Would you quote the material below in full and unchanged?

• Pointing dataset records:
___
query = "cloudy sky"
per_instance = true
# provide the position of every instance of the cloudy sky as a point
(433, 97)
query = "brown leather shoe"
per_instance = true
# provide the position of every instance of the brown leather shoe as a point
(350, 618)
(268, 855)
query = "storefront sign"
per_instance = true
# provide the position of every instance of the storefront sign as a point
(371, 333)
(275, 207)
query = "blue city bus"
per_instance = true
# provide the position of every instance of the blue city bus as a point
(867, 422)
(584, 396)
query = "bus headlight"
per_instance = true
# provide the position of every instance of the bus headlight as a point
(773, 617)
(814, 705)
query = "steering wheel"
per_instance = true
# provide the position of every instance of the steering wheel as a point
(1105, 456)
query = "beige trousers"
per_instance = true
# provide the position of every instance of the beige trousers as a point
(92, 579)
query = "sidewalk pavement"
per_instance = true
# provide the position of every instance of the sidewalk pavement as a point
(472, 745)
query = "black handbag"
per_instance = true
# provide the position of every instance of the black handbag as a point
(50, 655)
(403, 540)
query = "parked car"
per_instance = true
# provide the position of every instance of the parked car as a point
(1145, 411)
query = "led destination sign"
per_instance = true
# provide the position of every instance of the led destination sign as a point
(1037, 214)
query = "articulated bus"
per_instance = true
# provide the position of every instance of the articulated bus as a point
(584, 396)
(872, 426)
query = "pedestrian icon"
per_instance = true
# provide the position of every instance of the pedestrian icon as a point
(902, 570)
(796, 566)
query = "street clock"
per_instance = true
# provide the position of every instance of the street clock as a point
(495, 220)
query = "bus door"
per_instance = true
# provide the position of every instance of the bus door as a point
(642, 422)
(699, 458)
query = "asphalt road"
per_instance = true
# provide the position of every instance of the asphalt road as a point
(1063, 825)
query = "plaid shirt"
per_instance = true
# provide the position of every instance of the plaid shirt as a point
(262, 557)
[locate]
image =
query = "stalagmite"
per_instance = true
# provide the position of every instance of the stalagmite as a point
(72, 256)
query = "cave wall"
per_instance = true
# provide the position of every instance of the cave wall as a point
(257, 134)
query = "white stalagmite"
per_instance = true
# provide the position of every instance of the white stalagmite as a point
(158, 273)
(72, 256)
___
• Exercise response:
query = "cloudy sky"
per_instance = true
# provide the position of every instance of the cloudy sky as a point
(433, 97)
query = "brown leather shoe"
per_instance = true
# provide the position of every instance of the brown leather shoe as a point
(350, 618)
(268, 855)
query = "storefront sign"
per_instance = true
# provide the position of every instance of the storefront sign as a point
(371, 333)
(275, 207)
query = "blue city bus"
per_instance = true
# provide the position of every instance of the blue city bus as a point
(867, 422)
(584, 396)
query = "bus headlight"
per_instance = true
# provide the position of every instance of the bus headlight as a point
(773, 617)
(814, 705)
query = "steering wheel"
per_instance = true
# provide the position of every instance of the steering wheel as a point
(1105, 456)
query = "beige trousers"
per_instance = true
# provide the position of every instance of the beige trousers as a point
(92, 579)
query = "sidewalk pavement"
per_instance = true
# provide the position of every instance of the sidewalk pavement as a point
(472, 745)
query = "black handbag"
per_instance = true
# provide the position of every instance of the black handbag as a point
(50, 655)
(403, 540)
query = "parked car"
per_instance = true
# provide the position of every instance of the parked car as a point
(1145, 411)
query = "led destination sign"
per_instance = true
# provide the position of every instance of the led destination sign as a point
(1037, 214)
query = "articulated bus"
per_instance = true
# provide the position of every instance of the articulated bus as a point
(584, 396)
(872, 426)
query = "pedestrian icon"
per_instance = true
# provide the position of every instance of the pedestrian icon as a point
(902, 570)
(796, 566)
query = "street clock"
per_instance = true
# provide the position of every instance of the street clock as a point
(495, 220)
query = "bus door"
per_instance = true
# provide the position of every instance of the bus door as a point
(642, 422)
(699, 458)
query = "asphalt road"
per_instance = true
# provide the position of every instance of the asphalt road as a point
(1063, 825)
query = "plaid shirt"
per_instance = true
# provide the position of every instance of the plaid shirt as a point
(262, 557)
[locate]
image =
query = "stalagmite"
per_instance = true
# provide the position of every instance of the stalagmite as a point
(72, 256)
query = "cave wall"
per_instance = true
# provide the position of every instance of the cave wall as a point
(257, 134)
query = "white stalagmite"
per_instance = true
# provide the position of every instance of the white stalagmite as a point
(158, 273)
(72, 256)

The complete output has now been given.